Exercise:
Can you copy out, word for word, the part of the listing below that opens with the line containing "tag the white shower" and closes with the line containing "<point>385,443</point>", including both of those lines?
───── Data extract
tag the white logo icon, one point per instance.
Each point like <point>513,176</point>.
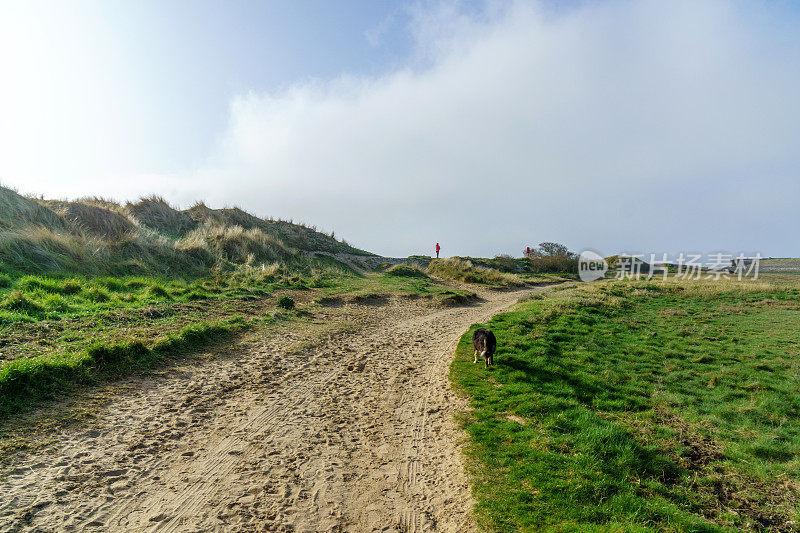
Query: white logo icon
<point>591,266</point>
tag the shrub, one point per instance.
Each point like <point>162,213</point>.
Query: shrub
<point>284,302</point>
<point>458,269</point>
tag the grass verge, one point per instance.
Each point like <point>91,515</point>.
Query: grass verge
<point>625,406</point>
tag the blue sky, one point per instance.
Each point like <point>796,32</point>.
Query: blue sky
<point>617,125</point>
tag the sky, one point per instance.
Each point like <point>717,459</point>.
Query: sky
<point>486,126</point>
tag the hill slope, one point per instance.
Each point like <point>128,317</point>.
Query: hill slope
<point>96,236</point>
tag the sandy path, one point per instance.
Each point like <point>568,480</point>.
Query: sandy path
<point>328,429</point>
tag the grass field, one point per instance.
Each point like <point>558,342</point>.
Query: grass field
<point>59,332</point>
<point>636,406</point>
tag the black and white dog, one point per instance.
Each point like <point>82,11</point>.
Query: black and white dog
<point>485,343</point>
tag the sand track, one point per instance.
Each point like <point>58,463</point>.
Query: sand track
<point>345,425</point>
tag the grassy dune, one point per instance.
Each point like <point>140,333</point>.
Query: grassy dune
<point>627,406</point>
<point>457,269</point>
<point>97,237</point>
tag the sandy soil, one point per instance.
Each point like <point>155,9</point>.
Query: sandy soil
<point>342,425</point>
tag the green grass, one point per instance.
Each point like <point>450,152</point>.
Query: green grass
<point>25,382</point>
<point>36,298</point>
<point>457,269</point>
<point>627,406</point>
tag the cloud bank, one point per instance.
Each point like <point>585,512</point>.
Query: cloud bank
<point>637,126</point>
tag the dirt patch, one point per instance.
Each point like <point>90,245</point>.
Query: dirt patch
<point>766,507</point>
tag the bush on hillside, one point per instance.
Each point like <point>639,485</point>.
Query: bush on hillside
<point>406,270</point>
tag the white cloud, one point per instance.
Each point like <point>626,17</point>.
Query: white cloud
<point>643,126</point>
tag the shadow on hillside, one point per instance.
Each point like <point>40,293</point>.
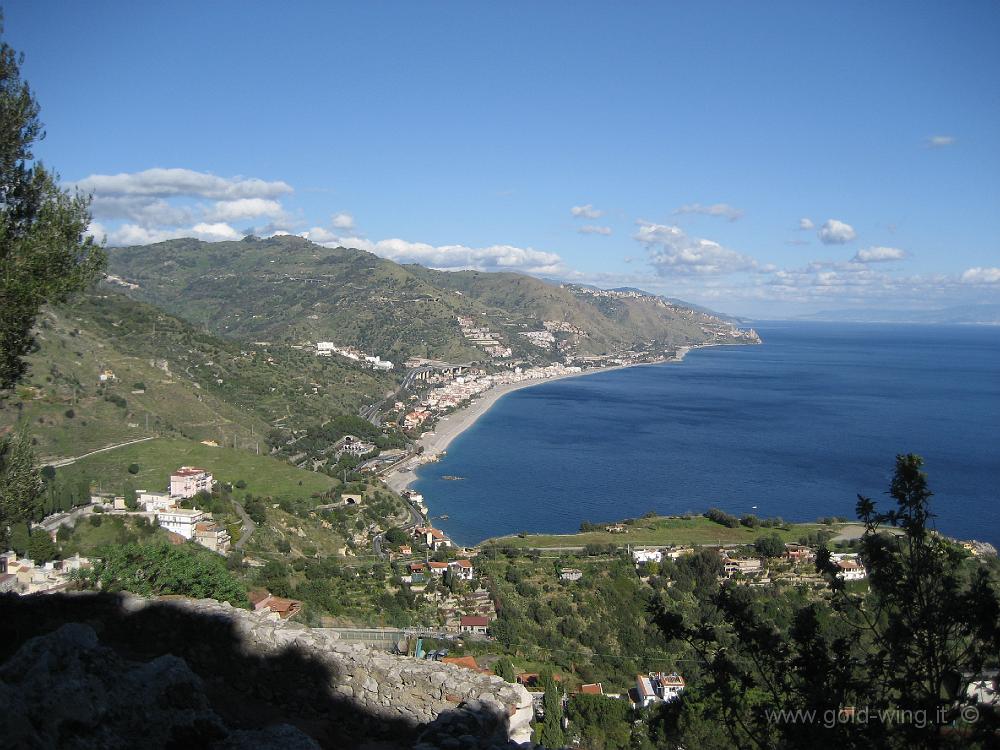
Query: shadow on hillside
<point>246,690</point>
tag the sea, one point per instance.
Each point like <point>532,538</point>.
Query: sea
<point>797,427</point>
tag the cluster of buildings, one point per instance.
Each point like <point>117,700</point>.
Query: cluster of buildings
<point>435,539</point>
<point>328,349</point>
<point>483,337</point>
<point>23,576</point>
<point>188,523</point>
<point>850,567</point>
<point>465,387</point>
<point>352,446</point>
<point>541,339</point>
<point>420,572</point>
<point>751,569</point>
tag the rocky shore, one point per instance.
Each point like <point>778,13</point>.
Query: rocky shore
<point>91,670</point>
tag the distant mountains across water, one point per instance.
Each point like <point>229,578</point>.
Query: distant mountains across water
<point>795,428</point>
<point>978,314</point>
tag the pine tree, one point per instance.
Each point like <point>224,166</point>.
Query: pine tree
<point>44,255</point>
<point>21,486</point>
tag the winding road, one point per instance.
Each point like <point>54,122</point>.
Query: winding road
<point>74,459</point>
<point>248,526</point>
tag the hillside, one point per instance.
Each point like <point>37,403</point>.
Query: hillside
<point>287,289</point>
<point>165,377</point>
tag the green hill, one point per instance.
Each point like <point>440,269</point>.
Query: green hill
<point>166,377</point>
<point>287,289</point>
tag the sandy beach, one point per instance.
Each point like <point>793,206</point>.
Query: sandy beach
<point>454,424</point>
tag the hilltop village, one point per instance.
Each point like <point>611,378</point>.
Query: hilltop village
<point>330,536</point>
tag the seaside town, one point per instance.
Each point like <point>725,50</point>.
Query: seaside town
<point>462,594</point>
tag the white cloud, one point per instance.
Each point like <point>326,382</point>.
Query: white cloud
<point>722,210</point>
<point>586,212</point>
<point>939,141</point>
<point>181,182</point>
<point>672,251</point>
<point>244,208</point>
<point>133,234</point>
<point>453,257</point>
<point>214,232</point>
<point>835,232</point>
<point>139,209</point>
<point>980,275</point>
<point>342,220</point>
<point>878,255</point>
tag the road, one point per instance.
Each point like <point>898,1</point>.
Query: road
<point>69,518</point>
<point>68,461</point>
<point>248,526</point>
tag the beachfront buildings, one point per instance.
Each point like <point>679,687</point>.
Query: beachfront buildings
<point>435,539</point>
<point>849,567</point>
<point>473,624</point>
<point>462,569</point>
<point>352,446</point>
<point>640,556</point>
<point>188,481</point>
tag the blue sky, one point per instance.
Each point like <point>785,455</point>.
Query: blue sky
<point>765,159</point>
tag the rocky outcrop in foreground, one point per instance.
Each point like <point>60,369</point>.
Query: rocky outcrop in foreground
<point>92,670</point>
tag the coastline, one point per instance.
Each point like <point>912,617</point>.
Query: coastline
<point>454,424</point>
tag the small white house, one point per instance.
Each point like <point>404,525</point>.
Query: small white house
<point>646,555</point>
<point>153,502</point>
<point>180,520</point>
<point>462,569</point>
<point>188,481</point>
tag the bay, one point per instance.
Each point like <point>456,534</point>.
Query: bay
<point>797,426</point>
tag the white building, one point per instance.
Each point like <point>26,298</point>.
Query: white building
<point>378,363</point>
<point>188,481</point>
<point>657,686</point>
<point>180,521</point>
<point>352,446</point>
<point>851,569</point>
<point>461,569</point>
<point>646,555</point>
<point>155,501</point>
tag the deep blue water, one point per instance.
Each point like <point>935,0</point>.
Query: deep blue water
<point>798,427</point>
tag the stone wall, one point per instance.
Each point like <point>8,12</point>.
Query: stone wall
<point>261,672</point>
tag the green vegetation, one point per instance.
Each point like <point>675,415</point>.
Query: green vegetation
<point>261,475</point>
<point>161,568</point>
<point>658,530</point>
<point>905,646</point>
<point>21,484</point>
<point>596,629</point>
<point>44,256</point>
<point>287,289</point>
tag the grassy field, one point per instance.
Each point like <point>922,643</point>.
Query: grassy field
<point>157,458</point>
<point>664,531</point>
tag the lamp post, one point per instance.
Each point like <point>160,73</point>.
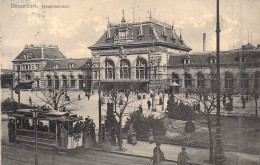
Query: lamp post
<point>99,107</point>
<point>19,90</point>
<point>35,117</point>
<point>219,156</point>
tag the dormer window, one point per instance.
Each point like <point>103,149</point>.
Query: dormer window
<point>164,33</point>
<point>213,60</point>
<point>242,59</point>
<point>186,60</point>
<point>71,65</point>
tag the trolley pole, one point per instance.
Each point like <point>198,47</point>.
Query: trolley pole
<point>99,108</point>
<point>219,156</point>
<point>19,91</point>
<point>35,115</point>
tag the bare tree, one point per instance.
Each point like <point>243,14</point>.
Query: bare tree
<point>207,98</point>
<point>162,86</point>
<point>55,98</point>
<point>121,95</point>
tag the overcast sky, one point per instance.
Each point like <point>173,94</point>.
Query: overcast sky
<point>75,28</point>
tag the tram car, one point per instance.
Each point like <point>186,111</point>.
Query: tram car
<point>49,128</point>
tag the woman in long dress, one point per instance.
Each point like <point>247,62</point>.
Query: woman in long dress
<point>150,138</point>
<point>158,155</point>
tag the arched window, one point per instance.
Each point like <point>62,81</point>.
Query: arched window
<point>125,70</point>
<point>229,80</point>
<point>141,69</point>
<point>80,81</point>
<point>27,77</point>
<point>109,69</point>
<point>213,82</point>
<point>64,80</point>
<point>175,78</point>
<point>49,81</point>
<point>72,81</point>
<point>200,80</point>
<point>257,79</point>
<point>57,83</point>
<point>187,80</point>
<point>243,80</point>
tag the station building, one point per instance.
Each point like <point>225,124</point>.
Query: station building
<point>135,52</point>
<point>151,52</point>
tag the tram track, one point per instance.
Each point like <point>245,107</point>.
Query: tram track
<point>88,157</point>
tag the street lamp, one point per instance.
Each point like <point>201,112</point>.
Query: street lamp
<point>219,156</point>
<point>35,117</point>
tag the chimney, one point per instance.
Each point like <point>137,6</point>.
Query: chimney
<point>204,42</point>
<point>42,52</point>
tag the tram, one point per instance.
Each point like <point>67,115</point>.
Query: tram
<point>49,125</point>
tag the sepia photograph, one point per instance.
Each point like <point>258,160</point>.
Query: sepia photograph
<point>130,82</point>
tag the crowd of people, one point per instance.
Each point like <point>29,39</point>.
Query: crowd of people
<point>158,156</point>
<point>89,136</point>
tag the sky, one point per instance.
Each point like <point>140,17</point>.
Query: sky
<point>76,28</point>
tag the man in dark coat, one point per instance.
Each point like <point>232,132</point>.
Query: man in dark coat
<point>149,104</point>
<point>11,131</point>
<point>158,155</point>
<point>183,157</point>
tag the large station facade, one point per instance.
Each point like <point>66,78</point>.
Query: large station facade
<point>147,53</point>
<point>135,52</point>
<point>151,53</point>
<point>45,67</point>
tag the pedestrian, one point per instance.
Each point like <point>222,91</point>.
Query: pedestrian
<point>187,94</point>
<point>107,142</point>
<point>243,102</point>
<point>149,104</point>
<point>129,134</point>
<point>150,138</point>
<point>224,100</point>
<point>158,155</point>
<point>183,157</point>
<point>30,101</point>
<point>11,131</point>
<point>134,140</point>
<point>140,109</point>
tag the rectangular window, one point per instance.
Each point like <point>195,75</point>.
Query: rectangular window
<point>37,66</point>
<point>72,83</point>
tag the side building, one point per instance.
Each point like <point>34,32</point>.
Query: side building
<point>44,67</point>
<point>239,70</point>
<point>135,52</point>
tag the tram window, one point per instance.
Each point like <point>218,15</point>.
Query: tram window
<point>43,126</point>
<point>18,123</point>
<point>52,126</point>
<point>27,124</point>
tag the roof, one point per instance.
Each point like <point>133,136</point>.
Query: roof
<point>162,35</point>
<point>36,52</point>
<point>62,64</point>
<point>226,58</point>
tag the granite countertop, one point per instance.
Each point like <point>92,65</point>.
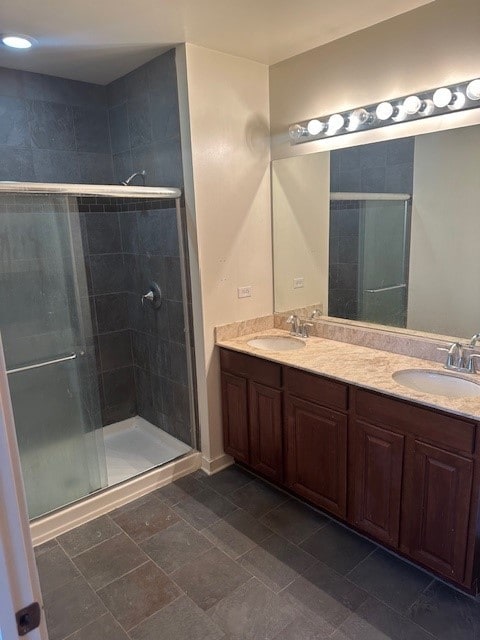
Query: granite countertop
<point>361,366</point>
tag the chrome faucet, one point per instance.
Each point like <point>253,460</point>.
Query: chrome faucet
<point>474,339</point>
<point>461,358</point>
<point>300,328</point>
<point>295,322</point>
<point>142,174</point>
<point>454,357</point>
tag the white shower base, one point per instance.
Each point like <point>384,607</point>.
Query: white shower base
<point>135,445</point>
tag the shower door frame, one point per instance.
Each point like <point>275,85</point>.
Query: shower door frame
<point>19,582</point>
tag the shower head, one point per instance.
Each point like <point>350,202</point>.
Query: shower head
<point>142,174</point>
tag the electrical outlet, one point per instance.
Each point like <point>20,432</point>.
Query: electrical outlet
<point>245,292</point>
<point>298,283</point>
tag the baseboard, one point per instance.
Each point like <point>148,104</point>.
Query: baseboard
<point>92,507</point>
<point>213,465</point>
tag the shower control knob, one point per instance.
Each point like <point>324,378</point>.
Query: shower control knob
<point>154,296</point>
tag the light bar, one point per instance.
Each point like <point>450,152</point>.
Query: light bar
<point>435,102</point>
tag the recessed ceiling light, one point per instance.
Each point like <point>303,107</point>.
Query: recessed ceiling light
<point>17,42</point>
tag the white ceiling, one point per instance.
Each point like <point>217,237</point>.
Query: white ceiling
<point>100,40</point>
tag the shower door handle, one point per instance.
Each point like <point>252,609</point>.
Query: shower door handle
<point>72,356</point>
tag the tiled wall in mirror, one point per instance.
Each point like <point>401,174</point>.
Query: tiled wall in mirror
<point>385,233</point>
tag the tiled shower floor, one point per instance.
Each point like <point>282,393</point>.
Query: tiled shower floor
<point>135,445</point>
<point>230,557</point>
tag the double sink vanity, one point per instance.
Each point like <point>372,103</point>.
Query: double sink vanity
<point>385,443</point>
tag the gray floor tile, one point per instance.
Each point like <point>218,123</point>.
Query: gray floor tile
<point>252,611</point>
<point>446,613</point>
<point>105,628</point>
<point>276,562</point>
<point>87,535</point>
<point>306,628</point>
<point>109,560</point>
<point>210,578</point>
<point>375,621</point>
<point>237,533</point>
<point>178,545</point>
<point>55,569</point>
<point>391,580</point>
<point>68,610</point>
<point>203,509</point>
<point>294,521</point>
<point>257,498</point>
<point>138,595</point>
<point>182,488</point>
<point>337,547</point>
<point>326,594</point>
<point>228,480</point>
<point>180,620</point>
<point>46,546</point>
<point>146,519</point>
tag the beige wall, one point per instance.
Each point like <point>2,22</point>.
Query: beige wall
<point>444,283</point>
<point>301,206</point>
<point>228,204</point>
<point>435,44</point>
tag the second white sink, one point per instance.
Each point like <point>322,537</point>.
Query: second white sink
<point>276,343</point>
<point>438,383</point>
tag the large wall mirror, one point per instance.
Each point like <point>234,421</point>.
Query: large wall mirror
<point>385,233</point>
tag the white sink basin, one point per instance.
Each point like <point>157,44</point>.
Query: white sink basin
<point>438,383</point>
<point>276,343</point>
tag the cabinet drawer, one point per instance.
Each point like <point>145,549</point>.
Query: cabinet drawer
<point>448,431</point>
<point>262,371</point>
<point>312,387</point>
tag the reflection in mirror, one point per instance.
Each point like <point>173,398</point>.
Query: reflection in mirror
<point>385,233</point>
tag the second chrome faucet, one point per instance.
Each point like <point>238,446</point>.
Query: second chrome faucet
<point>300,328</point>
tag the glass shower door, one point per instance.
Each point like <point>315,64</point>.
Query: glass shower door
<point>383,262</point>
<point>47,336</point>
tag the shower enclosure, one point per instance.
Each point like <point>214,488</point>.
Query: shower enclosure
<point>94,319</point>
<point>368,260</point>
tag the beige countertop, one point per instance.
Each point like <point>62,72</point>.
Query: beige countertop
<point>361,366</point>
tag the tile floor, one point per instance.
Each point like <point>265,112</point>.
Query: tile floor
<point>230,557</point>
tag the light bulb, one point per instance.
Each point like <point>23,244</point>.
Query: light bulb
<point>315,127</point>
<point>458,101</point>
<point>473,90</point>
<point>427,108</point>
<point>17,42</point>
<point>399,113</point>
<point>296,131</point>
<point>335,123</point>
<point>442,97</point>
<point>384,111</point>
<point>412,105</point>
<point>356,118</point>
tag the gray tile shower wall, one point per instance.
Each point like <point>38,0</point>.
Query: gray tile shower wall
<point>144,123</point>
<point>141,351</point>
<point>53,129</point>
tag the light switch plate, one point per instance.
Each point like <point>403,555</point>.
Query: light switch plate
<point>245,292</point>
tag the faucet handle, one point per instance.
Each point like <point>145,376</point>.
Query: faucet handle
<point>305,328</point>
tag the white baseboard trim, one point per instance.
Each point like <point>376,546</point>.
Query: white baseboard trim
<point>54,524</point>
<point>213,465</point>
──────────
Written answer:
tag the white shower base, one point per instance.
Each point like <point>384,607</point>.
Query: white shower base
<point>135,445</point>
tag the shower door frame, one point per instance.
Each point like <point>275,85</point>.
Query: shower door frame
<point>19,582</point>
tag the shower head, one point per instance.
Each point like <point>350,202</point>.
Query: shower head
<point>142,174</point>
tag the electrical outlet, one point per instance.
Each point like <point>20,432</point>.
Query: electrical outlet
<point>245,292</point>
<point>298,283</point>
tag the baseboard, one point per instance.
Each point like <point>148,104</point>.
Query: baseboard
<point>92,507</point>
<point>213,465</point>
tag the shower control knob, one point per instance.
Each point like <point>324,378</point>.
Query: shower control knob
<point>154,296</point>
tag the light bar, one point per instance.
Each point like <point>450,152</point>.
Query: light bar
<point>435,102</point>
tag the recessed ceiling light, one point per instance.
Each point like <point>303,107</point>.
Query: recessed ceiling light
<point>17,42</point>
tag the white ceiling, one point per instance.
Each point like <point>217,237</point>.
Query: white ceiling
<point>100,40</point>
tag the shower door handle, one point per instance.
Each point like <point>252,609</point>.
Query: shower door handle
<point>72,356</point>
tag the tiled wall in mirror, one point per instance.
Each point like <point>401,174</point>.
Query: tiled wall in mirror
<point>385,233</point>
tag the tiled shower floor, one point per instance.
Each point like <point>282,393</point>.
Query: tiled shower floor
<point>135,445</point>
<point>230,557</point>
tag the double sink vanity, one point per instance.
Each point like <point>372,103</point>.
Query: double sink vanity
<point>385,443</point>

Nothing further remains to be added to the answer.